Blockchain Games Are About to Catch Up to the 21st Century
Plus: Ethereum Shares Something in Common With Treasury Yields; More Smoke Signals From Crypto Regulators
Hear that? That silence you’re hearing is actually the sound of boredom.
I know the markets are still rather dull. And the market frenzy is not here, nor are the 2x gains in an afternoon.
But big things are happening.
Gary “Shades” Gensler is looking more and more like a fool by the day.
Wall Street is finally done playing games and ready to bring it on like Donkey Kong on steroid-riddled bananas.
And market activity around the TrueUSD (TUSD) stablecoin lets us all gossip throughout the day. Not to mention the occasional nerd fight breaking out on Crypto Twitter. And even, in the case of Gabriel Haines, a real fight.
We are clearly our own entertainment. And that’s good.
Because later on, when things get overwhelming with WAGMI pop songs and various new meme token frenzies, we can all remember we saw what was coming way back in June 2023…
And when you’re way older in crypto years… I’m referring to your future self in 2026 in the next apocalyptic crypto crash… you can tell the newest entrants of crypto that you remember when bridging meant signing contracts leaving and coming.

• Data:
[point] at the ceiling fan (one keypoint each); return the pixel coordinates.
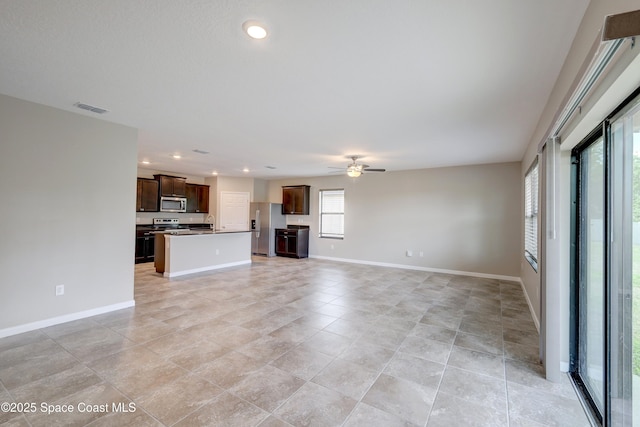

• Requirements:
1. Give all the story titles that the crypto newsletter announces at its top, including the headline and each item after "Plus:".
2. Render this sentence from the crypto newsletter in Spanish: "I know the markets are still rather dull."
3. Pick up the crypto newsletter after its final sentence and write a few more sentences in the same casual voice.
The material has no connection to the crypto newsletter.

• Solved tasks:
1.
- Blockchain Games Are About to Catch Up to the 21st Century
- Ethereum Shares Something in Common With Treasury Yields
- More Smoke Signals From Crypto Regulators

2. Sé que los mercados siguen siendo bastante aburridos.

3.
As you do, you’ll feel like your grandpa telling you he walked uphill to his job – before going to school – in the snow, without shoes, and without eating for three days. While doing so, he’ll also lament on how simpler those times were when a stick of gum was a penny.
I say that for all of us to lighten up a bit. Let’s enjoy these days while they last.
“These are the days we will never regret…”
Alright, let’s get into today’s Blend. We got some smoke signals from global regulators taking place regarding crypto, thoughts on playing Ethereum’s (ETH) yield curve, and a fun one about crypto games.
Let’s go…
The Most Boring Podcast in Crypto Is the Most Important One
We all know about the BlackRock, Fidelity, Citadel, and JPMorgan news of late. These guys are coming.
What I find fascinating is they’re taking action as the Bank of International Settlements (BIS) is dedicating months of podcast content to discussing blockchain.
Now, this might have flown under your radar, since the BIS podcast is…not very fun to listen to.
The content tends to be very dry. It’s the Bank of International Settlements after all. It’s not like they need to hire a group of copywriters to hook you in.
Marconi Wight from the XC podcast even pokes fun at me for listening to it, along with World Economic Forum podcasts… But somebody needs to do it, right?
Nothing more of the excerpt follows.